◆ **Exercise task A**
Translate this sentence from the murder case study into Spanish: "She went to the outside bathhouse to get cleaned up and noticed a man observing her."

The Murder of Irene Garza

TEXAS
Podles.org

Leon J. Podles

Murder Case Study

John B. Feit, a native of Chicago, had an uncle, also named John, who was a priest in Detroit.1

His parents sent John to a seminary in San Antonio when he was thirteen; he studied for the Missionary Oblates of Mary Immaculate and was ordained on September 8, 1958. He is a published poet. He was attending a pastoral school of the Missionary Oblates at San Juan, Texas, in 1960. In nearby Edinburg, Texas, Feit often helped out at Sacred Heart Church where Rev. Charles Moran was the pastor.

Maria America Guerra

At 4:30 P.M., on March 23, 1960, Maria America Guerra, age 20, just back from nearby Pan American College, was at her home across the street from Sacred Heart Church in Edinburg.

She went to the outside bathhouse to get cleaned up and noticed a man observing her. He had black hair and horned-rimmed glasses and sat in a blue-and-white 1956 or 1957 car.2 After dinner, Guerra crossed the street. The car was still there. She entered the church and saw the same man sitting in the back; he was wearing black pants and a tan t-shirt. She knelt at the altar rail and was saying her rosary when he looked around the church and walked toward her.

She said

“The next thing I know, he had turned very quick, come to my rear and grabbed me around the head.

◆ **Exercise task B**
Rewrite the entries from their start up to and including the line with "(1060, 270)", switching "brass" to "bronze" and leaving all else unchanged. Give only those lines.

◆ **Data provided**
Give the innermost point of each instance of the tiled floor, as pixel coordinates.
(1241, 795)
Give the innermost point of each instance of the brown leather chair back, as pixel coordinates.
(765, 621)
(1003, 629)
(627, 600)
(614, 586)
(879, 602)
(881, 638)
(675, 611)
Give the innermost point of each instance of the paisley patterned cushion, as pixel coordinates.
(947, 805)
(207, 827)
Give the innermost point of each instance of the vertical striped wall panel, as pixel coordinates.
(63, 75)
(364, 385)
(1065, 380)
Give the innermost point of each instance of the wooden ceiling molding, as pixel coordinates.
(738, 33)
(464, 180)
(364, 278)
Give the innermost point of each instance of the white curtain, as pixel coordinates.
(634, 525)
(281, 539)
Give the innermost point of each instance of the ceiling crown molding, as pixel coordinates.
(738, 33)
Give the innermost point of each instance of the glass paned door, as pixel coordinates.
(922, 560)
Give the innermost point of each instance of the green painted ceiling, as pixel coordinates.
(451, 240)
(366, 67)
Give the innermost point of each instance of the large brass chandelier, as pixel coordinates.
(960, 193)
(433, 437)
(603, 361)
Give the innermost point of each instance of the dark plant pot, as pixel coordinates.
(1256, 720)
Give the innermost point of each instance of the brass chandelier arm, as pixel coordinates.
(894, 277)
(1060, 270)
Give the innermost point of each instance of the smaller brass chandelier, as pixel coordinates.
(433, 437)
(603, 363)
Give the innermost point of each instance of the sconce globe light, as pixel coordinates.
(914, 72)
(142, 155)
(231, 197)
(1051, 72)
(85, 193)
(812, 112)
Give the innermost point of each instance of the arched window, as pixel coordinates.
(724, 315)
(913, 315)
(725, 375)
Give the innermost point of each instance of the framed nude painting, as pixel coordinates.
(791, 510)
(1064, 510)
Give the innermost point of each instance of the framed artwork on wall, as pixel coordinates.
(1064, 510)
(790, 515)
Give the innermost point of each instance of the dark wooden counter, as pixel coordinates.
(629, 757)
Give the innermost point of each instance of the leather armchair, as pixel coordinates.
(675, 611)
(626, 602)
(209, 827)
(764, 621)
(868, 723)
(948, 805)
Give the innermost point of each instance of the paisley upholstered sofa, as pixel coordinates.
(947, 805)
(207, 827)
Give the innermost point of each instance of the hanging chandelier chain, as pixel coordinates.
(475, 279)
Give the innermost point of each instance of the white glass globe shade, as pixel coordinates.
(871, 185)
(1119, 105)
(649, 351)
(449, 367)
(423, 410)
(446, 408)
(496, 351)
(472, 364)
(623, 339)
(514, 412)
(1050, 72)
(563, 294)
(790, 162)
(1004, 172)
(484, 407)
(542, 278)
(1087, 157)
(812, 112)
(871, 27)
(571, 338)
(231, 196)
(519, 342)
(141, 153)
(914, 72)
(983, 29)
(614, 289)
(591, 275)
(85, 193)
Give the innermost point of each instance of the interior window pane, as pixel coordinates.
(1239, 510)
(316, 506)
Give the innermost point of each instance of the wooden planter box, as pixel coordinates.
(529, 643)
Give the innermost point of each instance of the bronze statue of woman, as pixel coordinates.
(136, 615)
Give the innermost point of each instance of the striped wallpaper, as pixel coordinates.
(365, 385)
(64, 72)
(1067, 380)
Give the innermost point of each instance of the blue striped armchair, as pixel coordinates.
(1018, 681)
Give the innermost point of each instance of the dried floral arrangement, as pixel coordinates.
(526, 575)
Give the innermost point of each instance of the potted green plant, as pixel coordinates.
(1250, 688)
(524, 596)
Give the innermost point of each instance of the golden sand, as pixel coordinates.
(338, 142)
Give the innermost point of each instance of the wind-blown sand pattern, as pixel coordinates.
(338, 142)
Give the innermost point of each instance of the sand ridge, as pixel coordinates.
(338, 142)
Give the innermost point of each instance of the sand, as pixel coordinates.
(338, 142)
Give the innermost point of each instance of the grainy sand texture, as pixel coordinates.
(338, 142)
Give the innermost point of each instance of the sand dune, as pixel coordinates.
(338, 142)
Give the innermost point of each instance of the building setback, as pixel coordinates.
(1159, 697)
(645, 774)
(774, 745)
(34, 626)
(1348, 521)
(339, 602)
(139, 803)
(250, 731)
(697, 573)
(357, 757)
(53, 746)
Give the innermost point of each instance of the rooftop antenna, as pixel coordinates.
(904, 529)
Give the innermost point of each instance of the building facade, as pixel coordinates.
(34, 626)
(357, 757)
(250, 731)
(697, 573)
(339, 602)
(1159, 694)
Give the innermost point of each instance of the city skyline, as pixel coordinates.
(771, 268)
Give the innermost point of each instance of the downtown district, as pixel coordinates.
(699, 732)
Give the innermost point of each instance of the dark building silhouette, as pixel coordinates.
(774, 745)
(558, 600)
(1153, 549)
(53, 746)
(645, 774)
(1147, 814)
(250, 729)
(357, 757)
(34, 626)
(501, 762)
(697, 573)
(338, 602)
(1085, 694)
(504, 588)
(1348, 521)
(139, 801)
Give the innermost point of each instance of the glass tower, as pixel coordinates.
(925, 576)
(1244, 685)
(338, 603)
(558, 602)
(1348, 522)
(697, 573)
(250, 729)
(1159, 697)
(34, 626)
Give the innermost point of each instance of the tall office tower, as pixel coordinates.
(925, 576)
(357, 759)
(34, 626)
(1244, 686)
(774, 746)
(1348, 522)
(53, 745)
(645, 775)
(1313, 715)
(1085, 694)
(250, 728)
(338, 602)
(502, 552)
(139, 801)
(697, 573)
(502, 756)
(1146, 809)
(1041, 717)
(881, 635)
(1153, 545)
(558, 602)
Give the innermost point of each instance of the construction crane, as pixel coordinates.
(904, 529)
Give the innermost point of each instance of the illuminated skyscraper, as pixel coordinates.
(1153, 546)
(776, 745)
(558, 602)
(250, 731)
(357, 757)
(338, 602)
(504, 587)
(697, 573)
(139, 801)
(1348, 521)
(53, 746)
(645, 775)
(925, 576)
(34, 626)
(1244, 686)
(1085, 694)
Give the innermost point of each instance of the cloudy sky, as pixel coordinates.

◆ **Exercise response A**
Fue a la caseta de baño exterior para asearse y notó que un hombre la observaba.

◆ **Exercise response B**
Give the innermost point of each instance of the tiled floor, as pixel coordinates.
(1241, 795)
Give the innermost point of each instance of the brown leather chair back, as pixel coordinates.
(765, 621)
(1003, 629)
(627, 600)
(614, 586)
(879, 602)
(881, 638)
(675, 611)
Give the innermost point of each instance of the paisley patterned cushion, as pixel coordinates.
(947, 805)
(207, 827)
Give the innermost point of each instance of the vertical striped wall panel, as pixel coordinates.
(63, 75)
(364, 385)
(1065, 380)
Give the innermost point of each instance of the wooden ceiling molding, as pixel coordinates.
(738, 33)
(464, 180)
(364, 278)
Give the innermost point of each instance of the white curtain, as pixel coordinates.
(634, 525)
(281, 539)
Give the innermost point of each instance of the ceiling crown molding, as pixel coordinates.
(738, 33)
Give the innermost point of each instance of the glass paned door, as pixel coordinates.
(922, 560)
Give the innermost point of each instance of the green painted ceiling, as pixel coordinates.
(451, 240)
(366, 67)
Give the innermost point of each instance of the large bronze chandelier, as pixel coordinates.
(960, 193)
(433, 437)
(603, 361)
Give the innermost point of each instance of the dark plant pot, as pixel coordinates.
(1256, 720)
Give the innermost point of each instance of the bronze chandelier arm, as pixel coordinates.
(894, 277)
(1060, 270)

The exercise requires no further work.